Return all of the entries word for word, but omit the pictures they contain.

Excerpt from a dataset
_ _ _ _ _

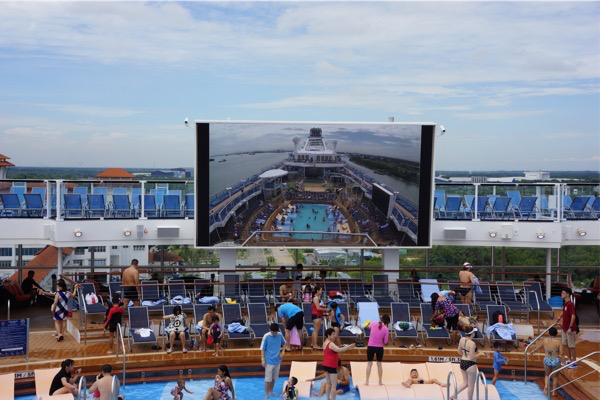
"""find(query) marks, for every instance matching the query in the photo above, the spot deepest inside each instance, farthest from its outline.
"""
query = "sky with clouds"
(108, 84)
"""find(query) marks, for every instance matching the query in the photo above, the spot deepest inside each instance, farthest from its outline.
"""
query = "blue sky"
(517, 85)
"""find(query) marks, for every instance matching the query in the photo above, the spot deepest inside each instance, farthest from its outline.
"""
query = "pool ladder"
(480, 377)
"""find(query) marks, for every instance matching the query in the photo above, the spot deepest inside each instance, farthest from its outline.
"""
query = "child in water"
(290, 391)
(177, 391)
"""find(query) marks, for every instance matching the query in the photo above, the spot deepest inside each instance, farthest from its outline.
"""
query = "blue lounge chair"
(73, 205)
(121, 206)
(259, 322)
(34, 205)
(189, 205)
(501, 208)
(233, 313)
(526, 207)
(141, 330)
(171, 206)
(11, 207)
(401, 312)
(96, 207)
(536, 298)
(507, 296)
(426, 315)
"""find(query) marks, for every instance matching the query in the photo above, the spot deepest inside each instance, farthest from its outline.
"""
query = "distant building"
(4, 166)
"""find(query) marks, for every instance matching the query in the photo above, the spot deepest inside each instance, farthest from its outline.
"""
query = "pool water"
(309, 217)
(253, 389)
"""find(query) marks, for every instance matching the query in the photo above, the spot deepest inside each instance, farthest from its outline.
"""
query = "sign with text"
(444, 359)
(14, 337)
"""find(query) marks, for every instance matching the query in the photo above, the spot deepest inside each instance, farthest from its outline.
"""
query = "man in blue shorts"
(271, 349)
(291, 316)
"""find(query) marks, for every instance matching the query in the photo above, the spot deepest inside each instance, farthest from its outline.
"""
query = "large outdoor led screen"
(311, 184)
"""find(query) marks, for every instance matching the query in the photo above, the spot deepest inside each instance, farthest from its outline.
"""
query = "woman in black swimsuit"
(468, 362)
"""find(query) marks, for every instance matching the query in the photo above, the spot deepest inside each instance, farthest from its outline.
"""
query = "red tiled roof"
(47, 257)
(169, 257)
(115, 173)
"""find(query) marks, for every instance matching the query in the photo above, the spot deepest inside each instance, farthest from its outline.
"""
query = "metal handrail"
(451, 374)
(114, 389)
(481, 376)
(122, 338)
(82, 389)
(527, 348)
(563, 367)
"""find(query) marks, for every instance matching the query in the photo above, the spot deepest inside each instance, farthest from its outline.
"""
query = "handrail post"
(451, 374)
(563, 367)
(527, 348)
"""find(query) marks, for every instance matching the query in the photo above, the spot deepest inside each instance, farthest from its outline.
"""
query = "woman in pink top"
(377, 339)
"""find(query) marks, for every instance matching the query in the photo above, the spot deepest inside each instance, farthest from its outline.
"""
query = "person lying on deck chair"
(414, 380)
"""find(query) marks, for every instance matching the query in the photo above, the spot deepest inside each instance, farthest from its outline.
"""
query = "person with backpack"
(570, 327)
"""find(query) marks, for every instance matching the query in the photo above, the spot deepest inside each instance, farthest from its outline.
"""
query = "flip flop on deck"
(7, 383)
(43, 381)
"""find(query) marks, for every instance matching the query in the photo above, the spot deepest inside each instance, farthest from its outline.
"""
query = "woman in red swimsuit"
(330, 361)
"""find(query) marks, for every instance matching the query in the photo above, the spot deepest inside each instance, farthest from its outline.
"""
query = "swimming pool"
(253, 389)
(308, 217)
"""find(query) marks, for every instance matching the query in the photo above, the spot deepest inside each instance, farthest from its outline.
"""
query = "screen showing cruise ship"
(270, 184)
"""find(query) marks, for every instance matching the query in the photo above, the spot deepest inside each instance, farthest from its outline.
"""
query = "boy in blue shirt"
(499, 359)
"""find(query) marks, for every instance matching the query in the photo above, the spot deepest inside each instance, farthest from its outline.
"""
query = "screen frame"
(202, 181)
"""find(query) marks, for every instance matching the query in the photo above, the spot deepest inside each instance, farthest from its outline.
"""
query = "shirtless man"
(343, 383)
(104, 384)
(131, 276)
(207, 322)
(467, 280)
(286, 292)
(414, 380)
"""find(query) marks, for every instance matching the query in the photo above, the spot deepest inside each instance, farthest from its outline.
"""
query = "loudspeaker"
(165, 232)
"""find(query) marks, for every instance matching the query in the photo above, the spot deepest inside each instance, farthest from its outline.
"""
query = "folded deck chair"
(303, 371)
(140, 328)
(7, 383)
(232, 314)
(259, 322)
(536, 298)
(406, 293)
(367, 312)
(483, 299)
(507, 296)
(479, 336)
(401, 312)
(356, 291)
(439, 333)
(11, 206)
(428, 287)
(43, 381)
(381, 293)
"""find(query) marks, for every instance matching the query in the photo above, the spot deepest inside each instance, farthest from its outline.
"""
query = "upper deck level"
(78, 213)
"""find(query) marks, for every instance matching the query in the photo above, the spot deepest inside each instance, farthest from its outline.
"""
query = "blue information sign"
(14, 337)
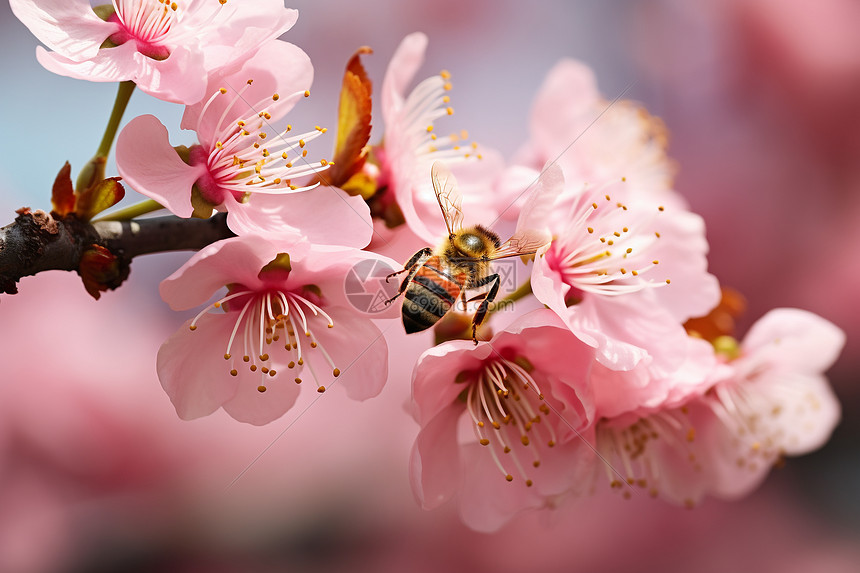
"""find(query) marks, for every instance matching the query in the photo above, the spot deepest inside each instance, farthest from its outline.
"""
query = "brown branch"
(37, 241)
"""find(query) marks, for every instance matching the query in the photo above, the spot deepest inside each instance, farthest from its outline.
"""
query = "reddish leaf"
(353, 124)
(102, 195)
(63, 194)
(99, 270)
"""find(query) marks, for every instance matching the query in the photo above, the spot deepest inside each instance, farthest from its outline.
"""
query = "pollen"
(505, 397)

_ _ _ _ _

## Answer to this exercise
"""find(query) marks, for every instance matching the query in the photo above, the spot deepest inside each instance, farthest from its outline.
"""
query = "sky with clouds"
(108, 84)
"""find(query) marks, for every instance matching the query in the photo above, the spot deepest inside each instance, farthest from its outline.
"""
query = "blue sky"
(517, 85)
"""find(query) marks, for every instance matching the query in the photo above, the spot deepest inside each instance, farthest from its outline.
"""
query = "pool ladder"
(480, 377)
"""find(query) marks, for every instance matching the query in the photo above, the spot deepest inside each instance, farthest from its outline.
"""
query = "child in water"
(290, 391)
(177, 391)
"""find(query) marks, for every instance matching the query in the photo above, the spot deepest inside each instance, farthest from its outline.
"""
query = "blue lounge chair"
(73, 205)
(121, 206)
(259, 322)
(34, 205)
(189, 205)
(501, 208)
(233, 313)
(526, 207)
(141, 330)
(171, 206)
(11, 207)
(401, 312)
(96, 207)
(536, 298)
(507, 296)
(426, 315)
"""find(query) marks, for every instance matching the query in the photo above, the spot deepest inside each instance, farthest from its outline.
"""
query = "distant building"
(4, 166)
"""find(query) marks, for every instance matching the query in the photo above, the spot deepest inside each instance, farthest from its outline.
"""
query = "pool water"
(309, 217)
(253, 389)
"""find(query) marks, for every instance matching the query in the photo above, the spot deepest inside each instance, farthest from its outline.
"""
query = "sign with text"
(444, 359)
(14, 337)
"""find(query) marks, for every instance matching the query in the photo above, the spot deepest inside each instance, farthest from its outline.
"""
query = "man in blue shorts"
(271, 349)
(291, 316)
"""find(query) marks, for every instance matching the query in the photo above, the spot deepest inside each instance, farthest from its outline.
"""
query = "large outdoor led screen"
(311, 184)
"""find(query) marks, for every instance matching the query in the photo above, the spot deepest inside each instance, farthest from its outline.
"""
query = "woman in black swimsuit"
(468, 362)
"""find(query) marks, for every instance matching the query in the photo above, the spot deepest inside each instance, farthest from its outline.
"""
query = "red tiled roof"
(47, 257)
(169, 257)
(115, 173)
"""find(query) marks, for every instance matching the query in the photo above, the spot deepest inside each instance, farthest from its outline.
"""
query = "metal handrail"
(451, 374)
(114, 389)
(481, 376)
(122, 338)
(82, 389)
(527, 348)
(563, 367)
"""find(query) marks, for every instance matching the query in the photo above, the spot deepest inside each instance, farthest from its outline.
"""
query = "handrail post"
(451, 374)
(563, 367)
(527, 348)
"""find(query) marks, for every instance matching the query in the photo above, the spot deepest inside each instance, farthest from its outline.
"""
query = "woman in pink top"
(377, 339)
"""find(query) marks, for every instance matching the query in the photo above, the spot deepest inside each instance, farthest from its outline.
"""
query = "person lying on deck chair"
(414, 380)
"""find(query) marks, for every instance matching the query in the photo above, the spot deepest inside each instance, farthest from its outline.
"""
query = "person with backpack"
(570, 327)
"""find(query) marks, for every instance matching the query in the photo above, the spot deepest inside each instance, farthest from its outline.
"""
query = "flip flop on deck"
(7, 383)
(43, 381)
"""find(query) marks, for every instance matching the query in the photo above, the spot deepest inside each instance, farthest from its outline.
"""
query = "woman in red swimsuit"
(330, 361)
"""find(query) marks, for every instance matching the query in the photo above, the spot deepest inside each instance, farthest from its outline.
"""
query = "swimming pool"
(253, 389)
(308, 217)
"""find(query) marks, for every instance matching the query in the photo above, the spot deepest inside each instance, farthest from its outline.
"""
query = "screen showing cruise ship"
(270, 184)
"""find(query) marks, for every instance matching the query in the photo above, the spot deepest inside each instance, farthest from its outline.
"""
query = "boy in blue shirt"
(499, 359)
"""find(query) marks, for every instance matching the query in the photo above, the spot deepest inside each instance, farthest from its outline.
"""
query = "screen frame"
(202, 181)
"""find(query) marks, for every instance matching the query in the photo above, the spot deepest inside each instance, farthest from its outline.
"""
query = "shirtless man"
(343, 383)
(104, 384)
(131, 276)
(207, 322)
(467, 280)
(286, 292)
(414, 380)
"""find(query) marks, for every instance matching the query in the photo above, the spot deepest inside each instance, farthest from its outline.
"""
query = "loudspeaker"
(165, 232)
"""find(query) marks, for every instance matching the query in the photo above, the spot deepest inside each instance, farthest from its outline.
"""
query = "folded deck chair"
(303, 371)
(140, 328)
(7, 383)
(232, 314)
(259, 322)
(536, 298)
(406, 293)
(367, 312)
(483, 299)
(507, 296)
(479, 336)
(401, 312)
(356, 291)
(439, 333)
(11, 206)
(428, 287)
(43, 381)
(381, 293)
"""find(query) marks, for every instance matching the query in the photo above, the spot deepest inside each instance, farthest from its outline.
"""
query = "upper deck level"
(78, 213)
"""find(query) marks, for every instance matching the query in the photo above, the spot deepest inside each instance, farthest from its outline.
"""
query = "blue information sign"
(14, 337)
"""find(query) marks, for every instance matching the query in the photo above, the spot deepest inside each instance, farthest from its outline.
"""
query = "brown branch"
(37, 241)
"""find(query) marks, for every instance matching the query in the photo above, the spot deepest inside each instance, farthest from its outline.
"""
query = "reddish leaf"
(353, 124)
(102, 195)
(63, 194)
(99, 270)
"""find(query) marks, for every instance matching the query in the photo above, the spot deepest inside each instance, farthest from its outline.
"""
query = "pollen"
(505, 397)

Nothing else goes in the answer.